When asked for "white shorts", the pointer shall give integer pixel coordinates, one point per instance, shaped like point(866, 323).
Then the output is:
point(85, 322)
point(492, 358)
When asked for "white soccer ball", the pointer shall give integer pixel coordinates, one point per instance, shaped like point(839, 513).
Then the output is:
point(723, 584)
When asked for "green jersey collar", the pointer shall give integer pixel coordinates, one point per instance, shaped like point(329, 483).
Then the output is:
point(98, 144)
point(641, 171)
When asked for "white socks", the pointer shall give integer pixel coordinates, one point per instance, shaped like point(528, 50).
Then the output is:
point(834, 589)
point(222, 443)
--
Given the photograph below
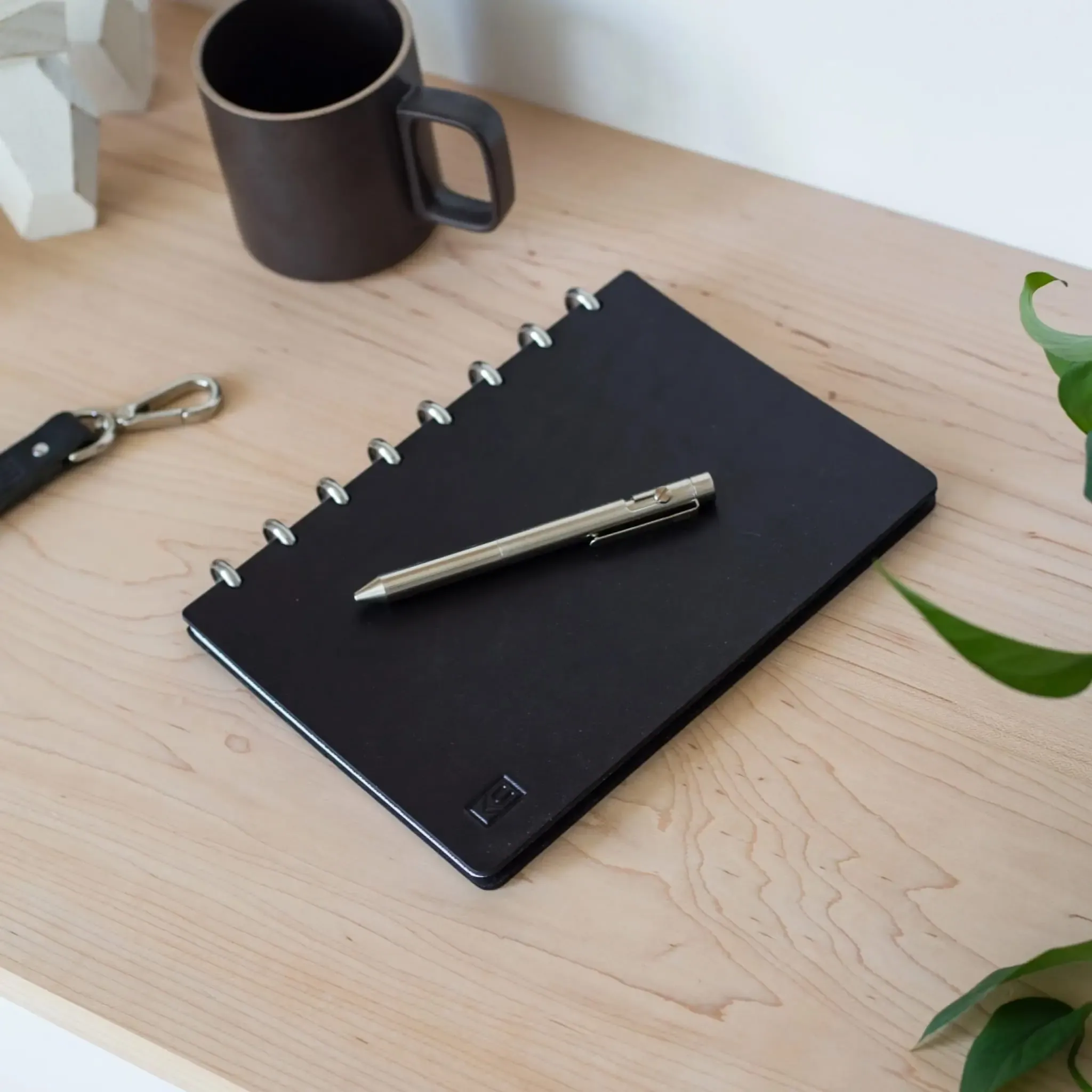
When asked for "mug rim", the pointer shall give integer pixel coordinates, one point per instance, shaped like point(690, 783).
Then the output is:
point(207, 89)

▶ [Problem details] Take every line from the data that contains the word "asked".

▶ [Output of the task]
When asked for "white shorts", the pointer shall give integer pixel coordinates, one point per instance, shaped like point(866, 323).
When asked for "white soccer ball", the pointer shall give integer pixel coordinates, one point per instance, shaped like point(839, 513).
When asked for "green jersey collar", the pointer shall give integer pixel coordinates, one point per instance, shaped like point(329, 483).
When asked for "white socks", the pointer shall give integer pixel coordinates, one point per instance, shaped like point(528, 50).
When asked for "mug rim", the pointer shall give integer pixel coordinates, one point per instance, shaped like point(690, 783).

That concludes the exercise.